What the exercise asks: Each record below needs to be retyped exactly.

[Data excerpts]
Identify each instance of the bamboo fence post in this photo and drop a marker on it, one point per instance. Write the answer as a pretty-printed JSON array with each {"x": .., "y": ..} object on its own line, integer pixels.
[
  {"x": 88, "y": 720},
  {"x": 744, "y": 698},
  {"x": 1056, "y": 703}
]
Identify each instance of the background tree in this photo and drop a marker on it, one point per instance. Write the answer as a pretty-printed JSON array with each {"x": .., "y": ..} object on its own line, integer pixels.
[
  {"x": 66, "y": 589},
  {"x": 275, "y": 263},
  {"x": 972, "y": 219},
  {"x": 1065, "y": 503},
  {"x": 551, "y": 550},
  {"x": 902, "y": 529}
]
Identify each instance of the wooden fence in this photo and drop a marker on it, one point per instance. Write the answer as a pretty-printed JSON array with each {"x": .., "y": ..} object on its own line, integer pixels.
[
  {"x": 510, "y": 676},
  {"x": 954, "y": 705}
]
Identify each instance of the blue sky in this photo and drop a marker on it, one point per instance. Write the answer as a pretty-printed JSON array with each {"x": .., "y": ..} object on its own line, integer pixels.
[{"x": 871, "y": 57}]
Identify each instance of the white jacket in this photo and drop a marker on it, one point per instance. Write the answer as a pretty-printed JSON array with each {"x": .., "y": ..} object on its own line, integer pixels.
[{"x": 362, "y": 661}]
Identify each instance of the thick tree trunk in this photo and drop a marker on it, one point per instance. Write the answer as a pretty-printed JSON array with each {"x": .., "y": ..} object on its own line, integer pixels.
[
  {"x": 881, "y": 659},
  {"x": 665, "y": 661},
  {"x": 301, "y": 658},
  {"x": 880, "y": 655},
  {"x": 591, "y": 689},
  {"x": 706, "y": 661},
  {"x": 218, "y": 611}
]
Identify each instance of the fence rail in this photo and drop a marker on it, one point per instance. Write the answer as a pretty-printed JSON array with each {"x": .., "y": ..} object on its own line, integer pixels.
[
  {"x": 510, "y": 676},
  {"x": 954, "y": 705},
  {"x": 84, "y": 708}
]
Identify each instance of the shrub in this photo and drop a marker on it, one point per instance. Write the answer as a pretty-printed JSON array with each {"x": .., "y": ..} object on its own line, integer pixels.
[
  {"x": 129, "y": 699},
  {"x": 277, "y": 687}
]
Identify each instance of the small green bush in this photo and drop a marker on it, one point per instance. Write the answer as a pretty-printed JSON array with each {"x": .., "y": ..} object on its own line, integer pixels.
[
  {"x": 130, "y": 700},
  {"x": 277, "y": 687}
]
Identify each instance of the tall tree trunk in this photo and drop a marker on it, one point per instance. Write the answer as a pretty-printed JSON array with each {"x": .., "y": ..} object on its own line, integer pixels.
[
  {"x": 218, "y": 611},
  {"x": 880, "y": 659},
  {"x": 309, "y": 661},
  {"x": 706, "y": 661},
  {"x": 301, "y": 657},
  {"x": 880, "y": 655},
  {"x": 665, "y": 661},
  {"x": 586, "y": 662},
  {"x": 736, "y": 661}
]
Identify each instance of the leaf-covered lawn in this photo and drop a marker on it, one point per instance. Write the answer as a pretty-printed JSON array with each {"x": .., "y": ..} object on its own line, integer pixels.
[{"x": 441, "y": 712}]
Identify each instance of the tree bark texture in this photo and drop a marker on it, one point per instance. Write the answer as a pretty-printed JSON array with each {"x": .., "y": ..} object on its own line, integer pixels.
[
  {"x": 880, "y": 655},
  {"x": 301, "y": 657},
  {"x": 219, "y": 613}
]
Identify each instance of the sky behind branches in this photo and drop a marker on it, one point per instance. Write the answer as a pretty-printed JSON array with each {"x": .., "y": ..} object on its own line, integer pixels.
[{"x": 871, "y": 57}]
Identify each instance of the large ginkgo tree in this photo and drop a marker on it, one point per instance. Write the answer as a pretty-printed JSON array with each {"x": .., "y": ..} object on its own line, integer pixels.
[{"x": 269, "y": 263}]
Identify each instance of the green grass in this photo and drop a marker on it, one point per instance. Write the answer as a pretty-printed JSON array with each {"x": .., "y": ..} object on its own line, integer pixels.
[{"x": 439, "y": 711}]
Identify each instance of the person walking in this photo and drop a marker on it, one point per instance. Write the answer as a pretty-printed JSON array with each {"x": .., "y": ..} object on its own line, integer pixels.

Response box:
Identify each instance of the bamboo fence post in this photo and drop a marker on it, one point per instance. Write the answer as a pretty-printed JSON array with each {"x": .., "y": ..} object on its own line, integer pixels.
[
  {"x": 88, "y": 720},
  {"x": 744, "y": 698},
  {"x": 1056, "y": 703}
]
Identify each instance of the background tree in this photo and drop a marker on it, one point per instance. Write the answer as a pretty-printed JSON array with each {"x": .., "y": ..} object on its own line, integer pixels.
[
  {"x": 66, "y": 589},
  {"x": 275, "y": 263},
  {"x": 972, "y": 219},
  {"x": 1065, "y": 503},
  {"x": 551, "y": 550},
  {"x": 902, "y": 529}
]
Identify each instance of the wooden fence in this photo and drop a marker on it, one point per instance. Write the answer as a pretty-printed JSON array with each {"x": .., "y": ..} object on its own line, integer pixels.
[
  {"x": 510, "y": 676},
  {"x": 954, "y": 705}
]
Identify each instance of the blue sky in this photo and drop a marker on it, one point per instance. Write the answer as a pretty-printed JSON array with each {"x": .., "y": ..} object on its own line, integer pixels.
[{"x": 871, "y": 57}]
Identify each instance of the white jacket in this photo and drop a marker on it, one point per instance. Write the answer as a pretty-printed JSON array with each {"x": .., "y": ..} object on its own line, integer pixels.
[{"x": 362, "y": 661}]
Identify each instance of the thick tree trunk in this photo and drop a marker on it, one point per instance. Write the answer as a pretty-printed JSON array with each {"x": .., "y": ..} object on its own line, integer pixels.
[
  {"x": 881, "y": 659},
  {"x": 665, "y": 661},
  {"x": 301, "y": 658},
  {"x": 880, "y": 655},
  {"x": 591, "y": 689},
  {"x": 706, "y": 661},
  {"x": 218, "y": 611}
]
Identify each instance of the fence rail in this photo and drop a marker on it, one point per instance. Write the answer as a pretty-printed JSON array with each {"x": .., "y": ..} object on its own line, integer pixels.
[
  {"x": 510, "y": 676},
  {"x": 954, "y": 705},
  {"x": 84, "y": 708}
]
Identify each instance of the shrub in this photo and drop a marker on it, one point per instance. Write the answer as a pretty-printed JSON array with each {"x": .., "y": ..} object on its own line, integer pixels.
[
  {"x": 129, "y": 699},
  {"x": 277, "y": 687}
]
Identify each instance of the small green bush in this photo and drop a marker on it, one point per instance. Write the answer as a pretty-printed JSON array with each {"x": .., "y": ..} object on its own line, integer pixels.
[
  {"x": 130, "y": 700},
  {"x": 277, "y": 687}
]
Identify each instance of the tall tree trunk in this photo and drop a marker on it, one point per instance. Write the answer as a pretty-printed JSON array with each {"x": .., "y": ..} object on its own line, integer pixels.
[
  {"x": 218, "y": 611},
  {"x": 880, "y": 659},
  {"x": 309, "y": 661},
  {"x": 706, "y": 661},
  {"x": 301, "y": 657},
  {"x": 880, "y": 655},
  {"x": 665, "y": 661},
  {"x": 586, "y": 662},
  {"x": 736, "y": 661}
]
Identify each instance of the leaf-covered lawn in this photo and drop a marker on it, one point per instance. Write the answer as a pretty-printed JSON array with each {"x": .., "y": ..} object on its own line, integer pixels.
[{"x": 441, "y": 712}]
Identify each instance of the tree bark texture in this photo and drop a marker on it, one point per instance. Write the answer as a pretty-printed JSON array with each {"x": .., "y": ..} object on its own line, integer pixels.
[
  {"x": 880, "y": 655},
  {"x": 301, "y": 657},
  {"x": 219, "y": 613}
]
Identify each instance of the sky behind branches in this photo and drop a marker on it, one point per instance. Write the answer as a pretty-printed JSON array with each {"x": .., "y": ..} object on its own line, integer pixels.
[{"x": 871, "y": 57}]
Identify each instance of the large ginkgo tree in this photo and drop a marker on it, one point per instance. Write the answer as a pretty-printed JSON array with each {"x": .., "y": ..} object on its own line, integer pixels.
[{"x": 269, "y": 263}]
Identify each instance of the green grass in this photo and drop a marker on it, one point per instance. Write the answer as a pretty-printed JSON array with each {"x": .., "y": ..} object on its own line, integer pixels.
[{"x": 439, "y": 711}]
Identify each instance of the person walking in this photo and drop a marker on it, one point per instance. Write the answer as a pretty-printed JSON array with each {"x": .., "y": ..} object on its own line, integer pixels.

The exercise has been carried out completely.